Testo di partenza:
Paolo Rossi. Fantasmi di un tempo che non tornerà.

Fantasmi di un tempo che non tornerà. Fine 1977, dopo la scuola. Nel pomeriggio buio, che fa dello stadio un luogo di fantasmi, una partita di calcio, amichevole. Sampdoria contro il Lanerossi Vicenza, dove c’è un giocatore giovane, che ha segnato tante reti in serie B e ora comincia a farne anche in A: Paolo Rossi. Magro, maglia fuori dai pantaloncini. Su un traversone arresta il pallone con il sinistro e subito con lo stesso piede (il che non è semplicissimo) parte. Brucia il difensore. Tiro respinto, rete di un compagno sulla ribattuta.

Poche settimane più tardi, 31 dicembre, partita di campionato, Genoa-Lanerossi. Sole d’inverno e Rossi, un lampo giallo al parabrise. Rimessa laterale, la restituisce di testa e scatta. Il calcio è un sistema di segni, diceva quell’adorabile, infelice bugiardo che era Pier Paolo Pasolini. Una lingua. Rossi adesso è appena dentro l’area di rigore, il suo compagno gli ha lanciato il pallone perfettamente, seguendo il suo movimento. Tiro con l’esterno del piede destro, rete. Una giocata meravigliosa. Di entusiasmante semplicità. Johan Cruyff diceva: “tecnica non vuol dire essere capaci di palleggiare 1000 volte. Chiunque può farlo con l’allenamento. E poi puoi lavorare al circo. Tecnica è passare la palla con un tocco, con la giusta velocità, sul piede giusto del tuo compagno”. Finiva quel giorno il 1977.

Estratto della fonte:
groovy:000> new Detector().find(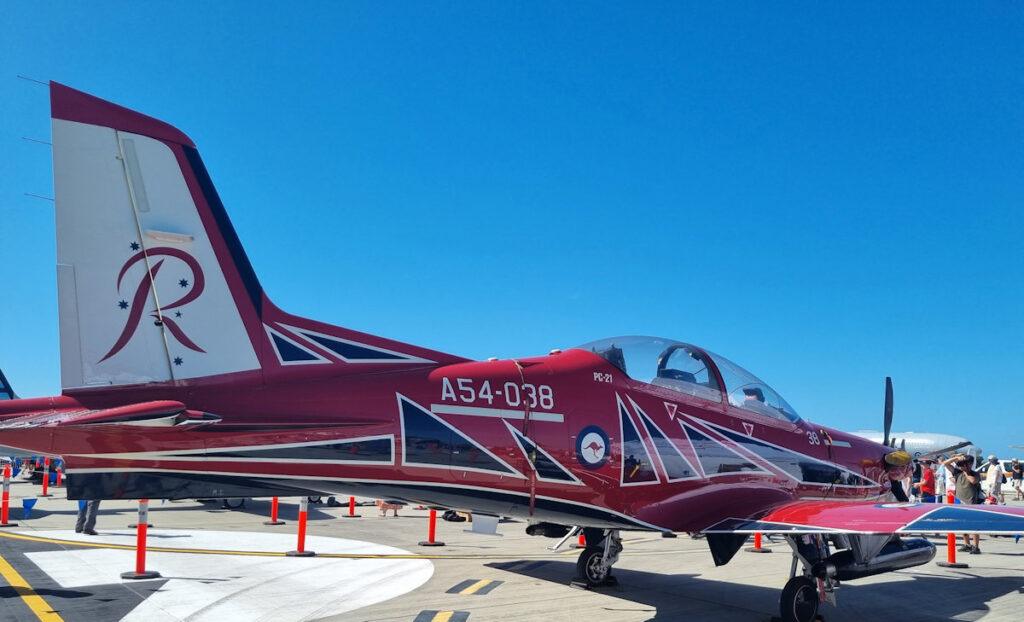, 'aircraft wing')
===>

Consegna:
Cita fedelmente il passo del testo su Paolo Rossi che va da «Fantasmi di un tempo che non tornerà. Fine» fino a «compagno sulla ribattuta.», comprese queste ultime parole.

Risposta:
Fantasmi di un tempo che non tornerà. Fine 1977, dopo la scuola. Nel pomeriggio buio, che fa dello stadio un luogo di fantasmi, una partita di calcio, amichevole. Sampdoria contro il Lanerossi Vicenza, dove c’è un giocatore giovane, che ha segnato tante reti in serie B e ora comincia a farne anche in A: Paolo Rossi. Magro, maglia fuori dai pantaloncini. Su un traversone arresta il pallone con il sinistro e subito con lo stesso piede (il che non è semplicissimo) parte. Brucia il difensore. Tiro respinto, rete di un compagno sulla ribattuta.